# Consigne A
Combien de lignes des enregistrements contiennent la chaîne "wooden" ? Donnez uniquement le nombre.

La population attend le miracle en la personne de Clara
C’est en allant de Neuchâtel à Berne voir à l’hôpital sa femme malade, que Friedrich Dürrenmatt a eu l’idée d’écrire La Visite de la vieille dame, sa pièce la plus jouée dans le monde. « Même les trains directs s’arrêtent à Ins et Kerzers, écrit-il, si bien qu’on est contraints de regarder ces deux minables petites gares, impatientés par cette interruption, qui d’ailleurs ne dure qu’une ou deux minutes. Ces minutes m’ont été profitables, elles m’ont conduit à la première scène... » Donc, là commence l’histoire: dans la gare d’une petite bourgade ruinée – usines effondrées, laminoirs en faillite, forges éteintes – où la population tout entière, réduite aux allocations chômage, attend. Attend le miracle en la personne de Clara, la “vieille dame”, enfant du pays, enfuie depuis des décennies. Prostituée à Hambourg, puis veuve de nombreux milliardaires, elle revient en sa ville natale, promettant de la renflouer, et de distribuer des millions aux compagnons de sa jeunesse.


En 1993, une version échevelée, furieusement insolente
Elle sait qu’ils ne l’attendent pas, elle. Seulement son argent. Ce qu’ils ne savent pas, ne veulent pas savoir, c’est qu’elle est responsable de leur désolation. Ce à quoi ils ne s’attendent pas, c’est au prix qu’elle exige : « la justice », dit-elle. C’est-à-dire la mort de l’homme qu’elle a aimé, dont elle a eu un bébé, qui l’a reniée, à cause de qui elle a été chassée...

Entrées de pointage d'objets nommés
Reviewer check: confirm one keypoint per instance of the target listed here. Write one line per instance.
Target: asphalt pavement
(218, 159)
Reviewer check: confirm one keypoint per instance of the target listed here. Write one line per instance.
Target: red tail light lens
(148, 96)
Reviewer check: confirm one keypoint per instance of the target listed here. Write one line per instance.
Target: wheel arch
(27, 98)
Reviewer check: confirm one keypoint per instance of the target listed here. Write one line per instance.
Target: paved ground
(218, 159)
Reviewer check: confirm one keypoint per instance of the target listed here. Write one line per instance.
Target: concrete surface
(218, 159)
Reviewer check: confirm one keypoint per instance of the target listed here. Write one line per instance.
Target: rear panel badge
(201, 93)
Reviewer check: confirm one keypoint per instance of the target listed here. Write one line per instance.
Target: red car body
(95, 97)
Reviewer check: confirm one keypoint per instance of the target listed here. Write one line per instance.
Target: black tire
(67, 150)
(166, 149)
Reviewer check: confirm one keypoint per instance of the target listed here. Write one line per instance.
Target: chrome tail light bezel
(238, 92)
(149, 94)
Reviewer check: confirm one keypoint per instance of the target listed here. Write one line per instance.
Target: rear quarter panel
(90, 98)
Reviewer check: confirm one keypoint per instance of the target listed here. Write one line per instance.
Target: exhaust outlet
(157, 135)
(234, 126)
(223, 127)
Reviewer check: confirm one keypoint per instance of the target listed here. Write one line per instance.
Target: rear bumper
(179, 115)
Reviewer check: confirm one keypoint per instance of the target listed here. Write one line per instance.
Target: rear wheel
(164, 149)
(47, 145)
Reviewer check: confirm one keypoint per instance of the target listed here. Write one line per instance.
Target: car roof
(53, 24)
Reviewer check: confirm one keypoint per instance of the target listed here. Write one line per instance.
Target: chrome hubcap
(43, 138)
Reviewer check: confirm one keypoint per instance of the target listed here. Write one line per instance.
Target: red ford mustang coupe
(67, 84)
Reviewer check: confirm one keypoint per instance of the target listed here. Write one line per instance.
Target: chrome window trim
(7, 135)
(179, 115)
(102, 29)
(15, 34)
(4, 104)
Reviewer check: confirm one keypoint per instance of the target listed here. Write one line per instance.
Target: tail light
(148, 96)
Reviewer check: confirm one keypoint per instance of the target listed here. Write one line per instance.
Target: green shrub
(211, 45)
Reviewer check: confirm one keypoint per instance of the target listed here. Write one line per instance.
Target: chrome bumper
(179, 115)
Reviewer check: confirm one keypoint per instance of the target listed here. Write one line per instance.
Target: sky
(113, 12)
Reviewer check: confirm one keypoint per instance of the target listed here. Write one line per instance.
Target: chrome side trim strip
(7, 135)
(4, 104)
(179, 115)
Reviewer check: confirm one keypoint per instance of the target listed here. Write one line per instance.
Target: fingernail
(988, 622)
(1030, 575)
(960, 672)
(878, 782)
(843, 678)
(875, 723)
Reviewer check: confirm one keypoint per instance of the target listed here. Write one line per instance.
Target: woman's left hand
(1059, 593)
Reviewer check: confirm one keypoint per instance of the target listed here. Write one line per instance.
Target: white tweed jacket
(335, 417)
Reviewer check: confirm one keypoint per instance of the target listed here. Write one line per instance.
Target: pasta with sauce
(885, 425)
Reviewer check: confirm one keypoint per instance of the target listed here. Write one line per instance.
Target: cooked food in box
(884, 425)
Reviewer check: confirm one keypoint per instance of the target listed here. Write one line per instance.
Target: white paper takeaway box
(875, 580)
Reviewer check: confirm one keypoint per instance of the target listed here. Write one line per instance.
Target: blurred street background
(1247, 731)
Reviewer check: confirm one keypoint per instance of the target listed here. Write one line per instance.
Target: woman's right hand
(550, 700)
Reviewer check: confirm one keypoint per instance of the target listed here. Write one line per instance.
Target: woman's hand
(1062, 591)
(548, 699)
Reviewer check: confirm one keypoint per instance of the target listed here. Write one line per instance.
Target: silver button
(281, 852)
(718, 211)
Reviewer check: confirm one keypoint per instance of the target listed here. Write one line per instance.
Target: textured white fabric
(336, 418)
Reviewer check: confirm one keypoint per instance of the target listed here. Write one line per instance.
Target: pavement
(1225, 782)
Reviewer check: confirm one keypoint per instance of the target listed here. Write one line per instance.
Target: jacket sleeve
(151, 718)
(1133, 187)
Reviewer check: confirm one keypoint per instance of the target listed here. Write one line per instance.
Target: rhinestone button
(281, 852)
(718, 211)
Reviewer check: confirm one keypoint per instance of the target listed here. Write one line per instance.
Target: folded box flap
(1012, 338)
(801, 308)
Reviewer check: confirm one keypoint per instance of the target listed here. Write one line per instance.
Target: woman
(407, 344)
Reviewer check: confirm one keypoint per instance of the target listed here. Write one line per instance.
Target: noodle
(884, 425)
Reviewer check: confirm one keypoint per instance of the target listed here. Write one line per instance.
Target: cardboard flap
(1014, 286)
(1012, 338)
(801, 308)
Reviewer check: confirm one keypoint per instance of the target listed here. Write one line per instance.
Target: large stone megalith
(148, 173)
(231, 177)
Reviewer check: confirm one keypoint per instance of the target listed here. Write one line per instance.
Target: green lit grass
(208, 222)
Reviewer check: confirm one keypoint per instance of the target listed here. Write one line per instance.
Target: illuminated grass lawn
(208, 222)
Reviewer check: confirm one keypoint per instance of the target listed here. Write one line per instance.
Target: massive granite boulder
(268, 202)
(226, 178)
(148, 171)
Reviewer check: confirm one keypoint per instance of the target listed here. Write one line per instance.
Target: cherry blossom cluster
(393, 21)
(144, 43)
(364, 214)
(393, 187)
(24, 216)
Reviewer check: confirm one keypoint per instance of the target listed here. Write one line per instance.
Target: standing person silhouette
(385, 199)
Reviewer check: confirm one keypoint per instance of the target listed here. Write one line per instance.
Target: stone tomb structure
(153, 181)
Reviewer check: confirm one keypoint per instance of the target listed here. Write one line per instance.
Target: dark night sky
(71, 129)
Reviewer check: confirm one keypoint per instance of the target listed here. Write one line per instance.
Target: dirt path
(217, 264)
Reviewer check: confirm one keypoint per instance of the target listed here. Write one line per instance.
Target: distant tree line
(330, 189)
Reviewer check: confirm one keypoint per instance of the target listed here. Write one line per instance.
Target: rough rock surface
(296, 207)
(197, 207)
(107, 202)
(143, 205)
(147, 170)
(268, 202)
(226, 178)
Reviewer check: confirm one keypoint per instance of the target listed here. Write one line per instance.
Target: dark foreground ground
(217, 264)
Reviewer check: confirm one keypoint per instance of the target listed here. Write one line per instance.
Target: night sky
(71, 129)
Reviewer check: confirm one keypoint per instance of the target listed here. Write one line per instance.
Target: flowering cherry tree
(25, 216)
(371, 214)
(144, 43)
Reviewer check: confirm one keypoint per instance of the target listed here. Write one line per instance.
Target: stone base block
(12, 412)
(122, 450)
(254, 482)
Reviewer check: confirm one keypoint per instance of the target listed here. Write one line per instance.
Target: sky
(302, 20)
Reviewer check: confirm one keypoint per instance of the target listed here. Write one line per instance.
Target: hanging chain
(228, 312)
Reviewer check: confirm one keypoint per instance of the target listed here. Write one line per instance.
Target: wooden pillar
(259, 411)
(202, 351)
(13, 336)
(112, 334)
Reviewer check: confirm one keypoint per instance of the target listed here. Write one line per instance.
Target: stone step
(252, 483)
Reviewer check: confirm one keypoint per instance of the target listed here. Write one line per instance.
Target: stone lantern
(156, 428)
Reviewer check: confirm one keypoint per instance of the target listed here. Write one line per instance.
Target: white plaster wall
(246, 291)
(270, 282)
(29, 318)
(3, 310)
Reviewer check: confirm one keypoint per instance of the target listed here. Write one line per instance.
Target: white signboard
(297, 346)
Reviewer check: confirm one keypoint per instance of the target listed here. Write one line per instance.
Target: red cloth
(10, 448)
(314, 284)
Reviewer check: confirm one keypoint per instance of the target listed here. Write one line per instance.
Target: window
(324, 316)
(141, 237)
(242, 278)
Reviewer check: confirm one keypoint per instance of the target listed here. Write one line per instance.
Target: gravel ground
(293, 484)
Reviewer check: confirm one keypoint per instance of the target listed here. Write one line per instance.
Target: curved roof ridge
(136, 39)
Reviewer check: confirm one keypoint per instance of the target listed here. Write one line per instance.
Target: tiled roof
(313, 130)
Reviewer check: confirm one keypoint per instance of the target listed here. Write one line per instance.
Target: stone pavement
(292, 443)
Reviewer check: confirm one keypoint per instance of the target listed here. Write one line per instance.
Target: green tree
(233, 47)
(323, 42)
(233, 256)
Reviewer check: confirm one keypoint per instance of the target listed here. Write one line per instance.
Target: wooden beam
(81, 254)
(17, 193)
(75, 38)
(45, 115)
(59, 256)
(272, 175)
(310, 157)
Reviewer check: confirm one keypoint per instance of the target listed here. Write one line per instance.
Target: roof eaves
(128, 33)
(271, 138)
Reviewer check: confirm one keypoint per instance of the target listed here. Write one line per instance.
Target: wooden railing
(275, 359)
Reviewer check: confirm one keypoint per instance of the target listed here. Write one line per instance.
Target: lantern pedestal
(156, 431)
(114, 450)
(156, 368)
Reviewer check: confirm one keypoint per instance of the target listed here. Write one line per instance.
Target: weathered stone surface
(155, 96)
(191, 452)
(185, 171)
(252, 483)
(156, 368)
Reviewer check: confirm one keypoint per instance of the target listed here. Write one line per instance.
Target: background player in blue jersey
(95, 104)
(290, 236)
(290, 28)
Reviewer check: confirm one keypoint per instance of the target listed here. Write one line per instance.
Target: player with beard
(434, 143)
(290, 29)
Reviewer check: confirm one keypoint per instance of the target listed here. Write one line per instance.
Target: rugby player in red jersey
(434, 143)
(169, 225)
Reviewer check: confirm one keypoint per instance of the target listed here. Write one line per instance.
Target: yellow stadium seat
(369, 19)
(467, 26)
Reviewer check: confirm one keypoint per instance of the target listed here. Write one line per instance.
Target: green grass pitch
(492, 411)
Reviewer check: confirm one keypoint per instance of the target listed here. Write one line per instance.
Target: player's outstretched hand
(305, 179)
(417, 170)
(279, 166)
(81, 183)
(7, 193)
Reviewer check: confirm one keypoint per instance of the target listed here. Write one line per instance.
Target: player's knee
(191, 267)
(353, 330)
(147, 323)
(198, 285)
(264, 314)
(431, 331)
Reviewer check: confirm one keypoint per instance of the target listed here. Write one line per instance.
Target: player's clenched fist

# Consigne B
Quels noms de lieux sont cités dans l'extrait sur La Visite de la vieille dame ?

# Réponse attendue A
3

# Réponse attendue B
Neuchâtel, Berne, Ins, Kerzers, Hambourg